**Text shown**:

------------------------

A sharp rise in these supplemental Medicaid payments caught the attention of CMS as spending has continued to increase and much of the growth has come from the federal share of the program, according to the agency.

These supplemental payments from the federal government to the states have risen from 9.4% of all other payments in fiscal year 2010 to 17.5% in 2017. This growth comes with “an urgent responsibility to ensure sound stewardship and oversight of the Medicaid program,” CMS said in November as it rolled out the proposed rule called Medicaid Fiscal Accountability Regulation.

A 2015 Government Accountability Office report found that states are increasingly relying on providers to help them finance the state’s portion of Medicaid funding. “A small number of providers supplied funds to the state for the nonfederal share, generally through intergovernmental fund transfers or provider taxes, and in turn received large supplemental payments, enabling states to obtain billions of dollars in additional federal matching funds,” according to the report.

CMS argues the proposed rule, which calls for states to provide more detailed information on these supplemental payments, including provider-specific payment data, would help beef up its oversight of the program.

------------------------

**Brief**: Continue the passage on the proposed Medicaid supplemental payment rule from where it stops.

**Dataset extract**:

------------------------

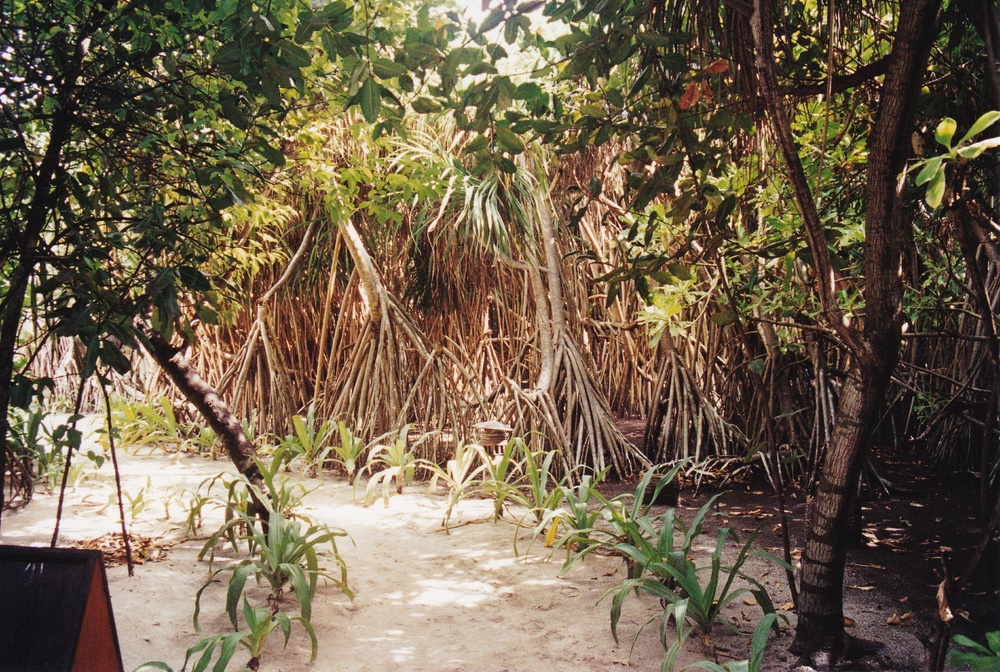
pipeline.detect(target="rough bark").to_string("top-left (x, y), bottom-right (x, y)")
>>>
top-left (144, 334), bottom-right (270, 522)
top-left (751, 0), bottom-right (940, 658)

------------------------

**Answer space**:
AHA warned, however, the rule could cut Medicaid payments to hospitals by up to $31 billion annually, or nearly 17% of total hospital program payments. The group also argued the changes violate the Administrative Procedures Act and due process protections in the Constitution.

The Association of American Medical Colleges also opposed the rule, saying it would “limit the federal government’s congressionally mandated responsibility to the Medicaid program and could result in reductions in coverage, access, and quality care for the millions of vulnerable patients who rely on this critical program.”

CMS and the GAO report have noted a lack of data about these payments once they reach the states, making it hard to do any sort of analysis. In fact, GAO complained that the state of California did not have data on these payments for the agency to do an assessment.